--- REQUEST ---
Return each line in the rows below that contains the string "Target", copied in full and in its original order.

[Entries from a dataset]
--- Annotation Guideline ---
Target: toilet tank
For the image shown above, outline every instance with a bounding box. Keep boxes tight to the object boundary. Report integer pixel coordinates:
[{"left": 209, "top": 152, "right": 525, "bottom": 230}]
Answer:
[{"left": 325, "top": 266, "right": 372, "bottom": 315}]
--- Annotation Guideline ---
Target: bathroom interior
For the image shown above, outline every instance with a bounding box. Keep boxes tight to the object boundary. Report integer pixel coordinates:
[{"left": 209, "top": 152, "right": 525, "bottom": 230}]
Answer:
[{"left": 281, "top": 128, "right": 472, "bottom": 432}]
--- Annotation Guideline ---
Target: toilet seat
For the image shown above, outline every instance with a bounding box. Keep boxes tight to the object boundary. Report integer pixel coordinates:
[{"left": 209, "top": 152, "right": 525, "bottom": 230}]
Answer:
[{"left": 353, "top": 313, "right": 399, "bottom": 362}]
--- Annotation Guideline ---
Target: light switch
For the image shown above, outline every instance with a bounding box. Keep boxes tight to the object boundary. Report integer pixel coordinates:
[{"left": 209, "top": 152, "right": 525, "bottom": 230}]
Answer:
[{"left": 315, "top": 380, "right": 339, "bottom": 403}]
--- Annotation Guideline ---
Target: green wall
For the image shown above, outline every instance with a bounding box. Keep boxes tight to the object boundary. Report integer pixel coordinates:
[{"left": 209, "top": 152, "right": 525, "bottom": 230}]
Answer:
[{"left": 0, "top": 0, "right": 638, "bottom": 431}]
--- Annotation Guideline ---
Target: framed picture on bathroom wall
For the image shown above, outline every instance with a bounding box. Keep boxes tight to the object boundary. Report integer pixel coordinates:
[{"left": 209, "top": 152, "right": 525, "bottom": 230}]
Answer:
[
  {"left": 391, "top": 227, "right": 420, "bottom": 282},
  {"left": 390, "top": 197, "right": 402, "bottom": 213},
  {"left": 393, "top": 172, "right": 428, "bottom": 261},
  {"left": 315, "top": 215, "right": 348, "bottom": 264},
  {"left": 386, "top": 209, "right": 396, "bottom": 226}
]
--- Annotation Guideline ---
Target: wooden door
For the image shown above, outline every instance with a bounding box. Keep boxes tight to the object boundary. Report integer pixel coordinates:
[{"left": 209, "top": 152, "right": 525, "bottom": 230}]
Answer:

--- WRITTEN SOLUTION ---
Target: toilet tank
Target: bathroom interior
Target: toilet seat
Target: light switch
Target: green wall
Target: framed picture on bathroom wall
Target: wooden door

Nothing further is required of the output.